◆ Data entries
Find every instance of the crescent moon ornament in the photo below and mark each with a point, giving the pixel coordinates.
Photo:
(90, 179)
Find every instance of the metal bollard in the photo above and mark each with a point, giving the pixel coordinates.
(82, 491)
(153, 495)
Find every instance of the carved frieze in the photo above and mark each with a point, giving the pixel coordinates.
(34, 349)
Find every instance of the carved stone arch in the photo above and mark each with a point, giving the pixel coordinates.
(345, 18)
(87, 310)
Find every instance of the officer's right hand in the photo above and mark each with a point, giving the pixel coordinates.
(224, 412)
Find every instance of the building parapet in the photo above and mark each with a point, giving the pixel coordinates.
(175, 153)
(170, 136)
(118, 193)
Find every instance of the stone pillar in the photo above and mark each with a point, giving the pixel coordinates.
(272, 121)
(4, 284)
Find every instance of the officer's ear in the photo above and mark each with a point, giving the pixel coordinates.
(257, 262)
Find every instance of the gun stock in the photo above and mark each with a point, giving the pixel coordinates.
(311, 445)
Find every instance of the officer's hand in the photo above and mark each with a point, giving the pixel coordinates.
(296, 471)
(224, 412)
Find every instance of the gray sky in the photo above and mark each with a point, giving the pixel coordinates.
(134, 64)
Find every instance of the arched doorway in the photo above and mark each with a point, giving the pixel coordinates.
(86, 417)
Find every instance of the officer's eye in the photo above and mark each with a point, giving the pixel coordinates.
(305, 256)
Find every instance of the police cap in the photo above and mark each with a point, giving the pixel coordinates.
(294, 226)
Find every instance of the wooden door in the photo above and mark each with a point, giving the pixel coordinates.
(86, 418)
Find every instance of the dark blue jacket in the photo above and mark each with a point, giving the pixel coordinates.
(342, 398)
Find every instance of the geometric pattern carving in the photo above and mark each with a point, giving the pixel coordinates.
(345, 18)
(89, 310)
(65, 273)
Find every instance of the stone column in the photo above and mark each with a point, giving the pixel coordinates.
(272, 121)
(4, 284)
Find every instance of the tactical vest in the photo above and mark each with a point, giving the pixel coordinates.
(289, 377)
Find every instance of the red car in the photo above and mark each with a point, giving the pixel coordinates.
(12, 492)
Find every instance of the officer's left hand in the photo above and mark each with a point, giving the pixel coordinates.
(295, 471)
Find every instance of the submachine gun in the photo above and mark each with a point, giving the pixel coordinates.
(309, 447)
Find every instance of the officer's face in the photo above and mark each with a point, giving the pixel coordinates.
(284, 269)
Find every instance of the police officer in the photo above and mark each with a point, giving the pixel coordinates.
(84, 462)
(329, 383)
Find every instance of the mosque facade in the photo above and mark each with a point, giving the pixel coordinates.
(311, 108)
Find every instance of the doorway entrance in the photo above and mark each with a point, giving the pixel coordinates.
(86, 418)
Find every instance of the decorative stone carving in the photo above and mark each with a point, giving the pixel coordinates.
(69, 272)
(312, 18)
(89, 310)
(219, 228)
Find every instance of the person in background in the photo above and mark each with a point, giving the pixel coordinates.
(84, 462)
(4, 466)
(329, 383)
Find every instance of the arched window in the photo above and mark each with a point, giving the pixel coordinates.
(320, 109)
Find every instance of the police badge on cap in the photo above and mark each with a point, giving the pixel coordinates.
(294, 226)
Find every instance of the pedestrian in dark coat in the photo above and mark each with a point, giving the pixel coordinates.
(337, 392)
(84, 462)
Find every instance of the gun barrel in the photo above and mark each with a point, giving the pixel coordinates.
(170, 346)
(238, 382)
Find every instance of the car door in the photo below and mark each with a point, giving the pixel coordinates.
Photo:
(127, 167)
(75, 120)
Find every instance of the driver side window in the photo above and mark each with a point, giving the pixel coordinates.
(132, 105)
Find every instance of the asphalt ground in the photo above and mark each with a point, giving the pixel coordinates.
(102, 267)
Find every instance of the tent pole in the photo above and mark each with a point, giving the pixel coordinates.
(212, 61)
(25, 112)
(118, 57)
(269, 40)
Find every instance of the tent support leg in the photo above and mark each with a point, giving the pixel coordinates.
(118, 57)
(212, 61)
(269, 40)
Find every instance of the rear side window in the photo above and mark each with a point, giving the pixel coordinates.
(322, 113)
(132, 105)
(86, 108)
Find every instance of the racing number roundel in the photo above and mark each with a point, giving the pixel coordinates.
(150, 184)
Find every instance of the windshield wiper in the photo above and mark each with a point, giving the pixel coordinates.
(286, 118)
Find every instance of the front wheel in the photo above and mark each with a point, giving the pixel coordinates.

◆ Your goal
Copy out all of the data above word for word, leaving nothing out.

◆ Task response
Find every instance of the crescent moon ornament in the photo below and mark each with a point, giving the pixel coordinates.
Photo:
(90, 179)
Find every instance of the metal bollard in the photo above and mark each with a point, giving the pixel coordinates.
(82, 491)
(153, 495)
Find every instance of the carved frieze in the photo above and mark each with a point, giving the pixel coordinates.
(34, 349)
Find every instance of the carved stone arch in the photo above and mark each with a point, giving the pixel coordinates.
(345, 18)
(87, 310)
Find every instance of the officer's right hand in the photo above and mark each with a point, giving the pixel coordinates.
(224, 412)
Find every instance of the building parapet in the photo above and mark each with a point, giving the pixel coordinates.
(175, 153)
(170, 136)
(118, 193)
Find every instance of the stone pillar in the photo above and mark each with a point, giving the pixel coordinates.
(272, 121)
(4, 284)
Find every instance of the officer's ear in the photo above and mark each with a point, giving the pixel coordinates.
(257, 262)
Find every instance of the gun stock in the photo above and mark each with a point, giving the pixel coordinates.
(311, 445)
Find every instance of the officer's hand in the photo above and mark each with a point, giving the pixel coordinates.
(296, 471)
(224, 412)
Find every instance of the gray sky in the photo above and mark each with a point, giving the pixel coordinates.
(134, 64)
Find every instance of the arched doorway in the photo above and mark each with a point, giving the pixel coordinates.
(86, 417)
Find every instance of the officer's eye in the photo above and mark each with a point, giving the pixel coordinates.
(305, 256)
Find every instance of the police cap in the photo above and mark each with a point, giving the pixel coordinates.
(294, 226)
Find every instance of the wooden door in the photo above and mark each with a point, giving the pixel coordinates.
(86, 418)
Find every instance of the dark blue jacket in the photo above and mark each with a point, giving the pixel coordinates.
(342, 398)
Find every instance of the geometric pattern carving in the photo above and mark each with a point, giving the pixel coordinates.
(345, 18)
(89, 310)
(65, 273)
Find every instance of the stone column in the photo above and mark each with a point, giving the pixel coordinates.
(272, 121)
(4, 284)
Find every instance of the tactical vest in the photo above and mark each with a point, giving the pixel coordinates.
(289, 377)
Find every instance of the red car in the photo above and mark each with a point, giving the pixel coordinates.
(12, 492)
Find every instance of the officer's left hand in the photo above and mark each with a point, giving the pixel coordinates.
(295, 471)
Find every instance of the submachine gun in the photo above and mark each with a point, giving the pixel coordinates.
(309, 447)
Find every instance of the officer's face in the photo above and mark each with a point, giving the pixel coordinates.
(284, 269)
Find every instance of the police officer in the photo above and mark each with a point, giving the pixel coordinates.
(84, 462)
(329, 383)
Find every instance of the mosque facade in the photo above and mark each with a point, giving the pixel coordinates.
(311, 108)
Find every instance of the doorway entrance in the photo above and mark each with a point, giving the pixel coordinates.
(86, 418)
Find every instance of the decorative stone carving in the photo above and mark each with a point, giving the pixel coordinates.
(69, 272)
(312, 18)
(89, 310)
(219, 228)
Find every instance of the person in background in the photo above and mark each with a point, giving the pixel coordinates.
(84, 462)
(4, 466)
(329, 383)
Find every instance of the arched window in the photo above and mark each with a point, giving the pixel coordinates.
(320, 109)
Find every instance of the police badge on cap in the photo above and mark each with a point, giving the pixel coordinates.
(294, 226)
Find every instance of the pedestrian in dark coat in the photo above and mark each with a point, giving the pixel coordinates.
(337, 392)
(84, 462)
Find every instance of the gun barrel in the photo above and mark each with a point, giving the pixel coordinates.
(170, 346)
(238, 382)
Find every instance of the car door in the photo below and mark each with a point, giving the pixel coordinates.
Photo:
(127, 167)
(75, 120)
Find every instance of the driver side window in the photo above and mark each with a point, giving the pixel coordinates.
(132, 105)
Find every instance of the asphalt ground in the photo above and mark each with a point, giving the pixel coordinates.
(102, 267)
Find every instance of the tent pole in the photo above and mark each with a point, giving the pixel coordinates.
(212, 61)
(25, 112)
(118, 57)
(269, 40)
Find every instance of the tent support leg in the photo above and mark each with a point, giving the pixel coordinates.
(118, 57)
(212, 61)
(269, 40)
Find every instance of the rear side window in the photo above and mark each with a point, giving the pixel coordinates.
(322, 113)
(132, 105)
(86, 108)
Find every instance of the racing number roundel in the photo above and mark each with a point, giving the pixel coordinates.
(150, 184)
Find every instance of the windshield wiper in the photo above and mark each with a point, giving the pixel coordinates.
(286, 118)
Find every instance of the front wheel in the photo above and mark each with a point, giving the pixel coordinates.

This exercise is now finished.